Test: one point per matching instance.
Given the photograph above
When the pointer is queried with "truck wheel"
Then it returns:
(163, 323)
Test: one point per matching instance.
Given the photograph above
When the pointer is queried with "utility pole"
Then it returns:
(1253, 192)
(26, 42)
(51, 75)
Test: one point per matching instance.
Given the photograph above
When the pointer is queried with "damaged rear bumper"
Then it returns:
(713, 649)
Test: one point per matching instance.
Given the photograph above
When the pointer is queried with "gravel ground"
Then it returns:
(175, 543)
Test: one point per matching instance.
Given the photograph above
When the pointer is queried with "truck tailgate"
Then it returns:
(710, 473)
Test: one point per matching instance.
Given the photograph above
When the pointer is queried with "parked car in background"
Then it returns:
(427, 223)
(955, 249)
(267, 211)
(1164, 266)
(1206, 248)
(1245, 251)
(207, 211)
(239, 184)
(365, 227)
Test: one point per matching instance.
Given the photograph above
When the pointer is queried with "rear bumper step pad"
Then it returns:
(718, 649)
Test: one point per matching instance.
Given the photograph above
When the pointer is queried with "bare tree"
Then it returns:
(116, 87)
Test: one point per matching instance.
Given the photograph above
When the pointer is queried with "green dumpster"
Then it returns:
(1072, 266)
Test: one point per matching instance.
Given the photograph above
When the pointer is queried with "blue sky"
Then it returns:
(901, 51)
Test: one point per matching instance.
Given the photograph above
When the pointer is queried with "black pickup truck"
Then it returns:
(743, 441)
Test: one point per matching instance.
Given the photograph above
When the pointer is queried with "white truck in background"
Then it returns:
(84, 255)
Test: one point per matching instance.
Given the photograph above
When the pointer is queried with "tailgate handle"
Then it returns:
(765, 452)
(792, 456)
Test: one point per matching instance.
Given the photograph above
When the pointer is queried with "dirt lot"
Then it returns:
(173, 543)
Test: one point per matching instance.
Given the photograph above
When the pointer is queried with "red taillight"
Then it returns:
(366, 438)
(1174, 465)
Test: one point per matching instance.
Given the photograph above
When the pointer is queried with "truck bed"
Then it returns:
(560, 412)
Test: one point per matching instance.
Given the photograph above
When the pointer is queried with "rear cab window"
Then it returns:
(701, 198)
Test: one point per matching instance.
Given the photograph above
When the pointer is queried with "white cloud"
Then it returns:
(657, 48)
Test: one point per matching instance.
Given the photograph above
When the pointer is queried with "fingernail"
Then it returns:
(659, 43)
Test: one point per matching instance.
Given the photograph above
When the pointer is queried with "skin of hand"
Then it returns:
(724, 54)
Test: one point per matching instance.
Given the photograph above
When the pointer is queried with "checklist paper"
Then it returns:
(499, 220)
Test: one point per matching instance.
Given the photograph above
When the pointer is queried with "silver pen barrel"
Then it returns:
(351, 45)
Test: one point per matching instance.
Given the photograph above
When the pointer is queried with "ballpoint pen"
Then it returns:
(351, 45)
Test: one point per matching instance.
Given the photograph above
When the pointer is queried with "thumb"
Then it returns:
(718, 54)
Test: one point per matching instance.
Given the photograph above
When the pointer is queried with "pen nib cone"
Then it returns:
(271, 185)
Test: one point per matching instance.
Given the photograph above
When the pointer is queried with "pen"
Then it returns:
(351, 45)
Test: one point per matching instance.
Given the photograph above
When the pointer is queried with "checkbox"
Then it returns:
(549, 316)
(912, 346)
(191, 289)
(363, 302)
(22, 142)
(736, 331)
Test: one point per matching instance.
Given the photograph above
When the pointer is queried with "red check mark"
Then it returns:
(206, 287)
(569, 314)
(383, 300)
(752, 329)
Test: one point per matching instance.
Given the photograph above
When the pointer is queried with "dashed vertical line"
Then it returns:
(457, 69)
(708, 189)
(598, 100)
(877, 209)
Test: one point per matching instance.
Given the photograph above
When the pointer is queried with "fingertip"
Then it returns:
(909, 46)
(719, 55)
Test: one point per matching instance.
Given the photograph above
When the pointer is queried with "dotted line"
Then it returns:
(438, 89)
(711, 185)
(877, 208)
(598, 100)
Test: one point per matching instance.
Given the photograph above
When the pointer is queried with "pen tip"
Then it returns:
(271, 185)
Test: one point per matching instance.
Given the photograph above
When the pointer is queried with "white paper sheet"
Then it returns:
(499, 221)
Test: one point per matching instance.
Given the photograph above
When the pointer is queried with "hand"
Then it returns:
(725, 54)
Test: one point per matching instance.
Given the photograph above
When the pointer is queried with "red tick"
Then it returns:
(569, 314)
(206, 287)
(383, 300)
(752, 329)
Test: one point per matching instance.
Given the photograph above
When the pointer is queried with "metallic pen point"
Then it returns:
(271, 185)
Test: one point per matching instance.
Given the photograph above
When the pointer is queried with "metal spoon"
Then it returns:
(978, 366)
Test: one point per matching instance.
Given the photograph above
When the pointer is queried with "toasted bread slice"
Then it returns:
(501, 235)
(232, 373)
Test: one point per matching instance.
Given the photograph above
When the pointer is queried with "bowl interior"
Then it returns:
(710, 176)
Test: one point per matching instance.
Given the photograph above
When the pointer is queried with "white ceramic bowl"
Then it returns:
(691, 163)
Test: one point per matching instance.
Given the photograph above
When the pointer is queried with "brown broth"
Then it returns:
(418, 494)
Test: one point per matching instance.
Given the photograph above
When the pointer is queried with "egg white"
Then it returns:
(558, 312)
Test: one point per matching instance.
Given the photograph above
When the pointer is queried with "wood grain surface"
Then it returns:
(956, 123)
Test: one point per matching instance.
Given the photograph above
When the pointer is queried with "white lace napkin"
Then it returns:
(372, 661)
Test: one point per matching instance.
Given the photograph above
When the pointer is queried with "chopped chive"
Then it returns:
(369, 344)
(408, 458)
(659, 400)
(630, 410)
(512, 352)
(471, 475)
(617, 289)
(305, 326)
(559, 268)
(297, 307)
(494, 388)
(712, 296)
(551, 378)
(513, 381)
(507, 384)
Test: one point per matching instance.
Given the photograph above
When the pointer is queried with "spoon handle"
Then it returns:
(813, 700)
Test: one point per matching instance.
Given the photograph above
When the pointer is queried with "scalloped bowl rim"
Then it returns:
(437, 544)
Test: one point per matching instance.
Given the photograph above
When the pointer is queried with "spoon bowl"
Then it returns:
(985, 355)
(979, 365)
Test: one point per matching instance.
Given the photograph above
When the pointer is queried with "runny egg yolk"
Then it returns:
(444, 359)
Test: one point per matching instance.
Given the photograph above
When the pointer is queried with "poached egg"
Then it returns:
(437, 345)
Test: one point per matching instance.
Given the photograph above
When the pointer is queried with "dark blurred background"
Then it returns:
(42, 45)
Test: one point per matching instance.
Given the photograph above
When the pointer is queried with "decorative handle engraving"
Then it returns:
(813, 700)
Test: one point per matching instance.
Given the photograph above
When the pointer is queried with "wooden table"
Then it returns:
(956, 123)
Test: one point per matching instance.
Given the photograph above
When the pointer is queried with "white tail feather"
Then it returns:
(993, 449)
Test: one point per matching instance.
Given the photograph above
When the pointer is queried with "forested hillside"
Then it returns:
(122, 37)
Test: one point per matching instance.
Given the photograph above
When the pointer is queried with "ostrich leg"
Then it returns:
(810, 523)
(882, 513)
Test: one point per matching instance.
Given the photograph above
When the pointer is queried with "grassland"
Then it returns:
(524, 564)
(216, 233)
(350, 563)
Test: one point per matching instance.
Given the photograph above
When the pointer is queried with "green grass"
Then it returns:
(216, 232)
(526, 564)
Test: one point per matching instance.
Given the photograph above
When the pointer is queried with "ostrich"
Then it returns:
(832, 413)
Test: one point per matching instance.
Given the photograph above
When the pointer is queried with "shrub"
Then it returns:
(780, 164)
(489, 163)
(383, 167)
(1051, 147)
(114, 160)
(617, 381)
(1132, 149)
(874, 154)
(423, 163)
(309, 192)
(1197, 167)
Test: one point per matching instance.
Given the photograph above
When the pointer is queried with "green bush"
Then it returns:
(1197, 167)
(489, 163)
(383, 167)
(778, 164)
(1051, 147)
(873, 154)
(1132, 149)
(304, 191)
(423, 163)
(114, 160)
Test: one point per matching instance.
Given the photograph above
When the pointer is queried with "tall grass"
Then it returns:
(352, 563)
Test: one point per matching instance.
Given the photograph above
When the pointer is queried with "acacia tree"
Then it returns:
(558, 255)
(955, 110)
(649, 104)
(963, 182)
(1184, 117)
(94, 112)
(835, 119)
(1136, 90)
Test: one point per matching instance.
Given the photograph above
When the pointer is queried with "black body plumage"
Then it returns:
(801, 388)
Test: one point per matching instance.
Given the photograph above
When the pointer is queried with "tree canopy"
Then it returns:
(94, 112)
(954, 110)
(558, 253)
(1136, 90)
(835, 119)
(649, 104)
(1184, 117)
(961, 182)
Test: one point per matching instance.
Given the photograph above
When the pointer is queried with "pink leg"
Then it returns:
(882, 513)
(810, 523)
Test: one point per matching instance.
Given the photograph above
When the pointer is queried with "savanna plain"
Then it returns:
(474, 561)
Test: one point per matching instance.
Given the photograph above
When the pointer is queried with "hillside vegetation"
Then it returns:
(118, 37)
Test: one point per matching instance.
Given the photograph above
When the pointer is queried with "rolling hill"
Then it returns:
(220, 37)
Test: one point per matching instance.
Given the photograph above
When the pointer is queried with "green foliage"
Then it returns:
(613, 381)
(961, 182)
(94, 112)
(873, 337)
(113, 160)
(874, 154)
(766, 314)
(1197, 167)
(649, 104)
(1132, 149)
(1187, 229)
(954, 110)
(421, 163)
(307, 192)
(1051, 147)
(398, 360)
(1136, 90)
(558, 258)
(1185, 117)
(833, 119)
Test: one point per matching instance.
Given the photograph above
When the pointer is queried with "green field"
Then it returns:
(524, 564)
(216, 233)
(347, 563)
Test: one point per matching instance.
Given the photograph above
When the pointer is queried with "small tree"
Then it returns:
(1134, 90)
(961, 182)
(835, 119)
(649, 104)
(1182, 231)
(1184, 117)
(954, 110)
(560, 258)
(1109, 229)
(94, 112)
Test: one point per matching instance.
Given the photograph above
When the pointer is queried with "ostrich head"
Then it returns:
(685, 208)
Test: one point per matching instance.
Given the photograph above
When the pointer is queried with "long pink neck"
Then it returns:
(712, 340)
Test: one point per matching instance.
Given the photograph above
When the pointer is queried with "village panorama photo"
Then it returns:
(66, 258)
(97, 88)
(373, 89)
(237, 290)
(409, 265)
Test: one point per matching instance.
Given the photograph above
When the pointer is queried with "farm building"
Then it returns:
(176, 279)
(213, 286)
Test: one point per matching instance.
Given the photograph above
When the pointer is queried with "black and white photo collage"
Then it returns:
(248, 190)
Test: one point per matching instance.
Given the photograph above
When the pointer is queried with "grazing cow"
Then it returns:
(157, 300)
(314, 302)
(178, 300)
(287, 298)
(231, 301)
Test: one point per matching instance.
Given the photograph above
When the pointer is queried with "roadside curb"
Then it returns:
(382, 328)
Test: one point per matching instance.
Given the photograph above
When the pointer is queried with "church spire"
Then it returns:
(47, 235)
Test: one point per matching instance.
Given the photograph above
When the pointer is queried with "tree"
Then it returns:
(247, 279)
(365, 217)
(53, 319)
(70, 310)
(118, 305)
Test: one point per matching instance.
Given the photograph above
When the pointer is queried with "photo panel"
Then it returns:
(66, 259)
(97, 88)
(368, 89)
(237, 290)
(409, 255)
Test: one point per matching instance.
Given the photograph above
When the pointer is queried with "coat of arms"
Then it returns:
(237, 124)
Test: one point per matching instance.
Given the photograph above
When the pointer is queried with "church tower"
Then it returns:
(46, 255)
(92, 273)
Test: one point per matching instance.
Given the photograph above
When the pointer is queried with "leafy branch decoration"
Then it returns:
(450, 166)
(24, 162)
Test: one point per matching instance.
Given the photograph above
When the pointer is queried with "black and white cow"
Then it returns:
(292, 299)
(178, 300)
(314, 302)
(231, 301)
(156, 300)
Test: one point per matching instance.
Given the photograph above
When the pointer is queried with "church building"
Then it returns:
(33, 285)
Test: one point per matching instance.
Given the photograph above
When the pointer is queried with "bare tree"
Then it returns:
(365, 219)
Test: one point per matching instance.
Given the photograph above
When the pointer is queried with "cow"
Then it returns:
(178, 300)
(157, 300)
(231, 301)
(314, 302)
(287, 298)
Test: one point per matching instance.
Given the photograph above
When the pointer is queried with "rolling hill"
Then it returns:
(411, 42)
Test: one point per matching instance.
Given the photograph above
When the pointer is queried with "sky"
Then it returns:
____________
§ 課題: 上のレコードから文字列「truck」を含む行をすべて選び、書き写してください。大文字と小文字は区別する。

§ 解答:
When the pointer is queried with "truck wheel"
When the pointer is queried with "truck tailgate"
When the pointer is queried with "black pickup truck"
When the pointer is queried with "white truck in background"
When the pointer is queried with "truck bed"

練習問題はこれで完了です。